> [Short problem]: Retype the lines below with no changes at all.

> [Information shown]:

----

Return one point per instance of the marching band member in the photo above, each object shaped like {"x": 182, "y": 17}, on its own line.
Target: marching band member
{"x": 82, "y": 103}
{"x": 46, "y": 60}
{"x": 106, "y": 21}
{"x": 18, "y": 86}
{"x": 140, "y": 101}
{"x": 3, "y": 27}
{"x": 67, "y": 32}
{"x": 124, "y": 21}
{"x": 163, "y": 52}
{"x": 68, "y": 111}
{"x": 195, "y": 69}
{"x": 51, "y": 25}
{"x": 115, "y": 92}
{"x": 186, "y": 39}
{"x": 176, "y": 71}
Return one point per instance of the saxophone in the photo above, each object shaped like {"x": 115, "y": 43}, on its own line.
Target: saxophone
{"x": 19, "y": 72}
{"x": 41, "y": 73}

----

> [Task output]:
Return one point per instance of the marching band member in the photo above, each object shaped like {"x": 182, "y": 17}, on its own line.
Target: marching band member
{"x": 82, "y": 103}
{"x": 46, "y": 60}
{"x": 106, "y": 21}
{"x": 18, "y": 86}
{"x": 140, "y": 101}
{"x": 3, "y": 27}
{"x": 67, "y": 32}
{"x": 124, "y": 21}
{"x": 163, "y": 52}
{"x": 68, "y": 111}
{"x": 195, "y": 69}
{"x": 51, "y": 25}
{"x": 115, "y": 92}
{"x": 186, "y": 39}
{"x": 176, "y": 71}
Return one point per instance of the saxophone in the photo above, each object shaped like {"x": 115, "y": 43}, on its own line.
Target: saxophone
{"x": 19, "y": 72}
{"x": 41, "y": 73}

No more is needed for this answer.